§ Required work: Copy out the records below, renaming "Locate" to "Find" everywhere it appears and keeping all other text the same.

Entries from an annotation dataset
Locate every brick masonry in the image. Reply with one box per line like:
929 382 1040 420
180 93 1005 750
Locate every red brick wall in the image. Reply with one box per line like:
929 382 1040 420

§ Exercise response:
Find every brick masonry in the image. Reply with one box per line like:
929 382 1040 420
180 93 1005 750
Find every red brick wall in the image. Reply with one box per line like:
929 382 1040 420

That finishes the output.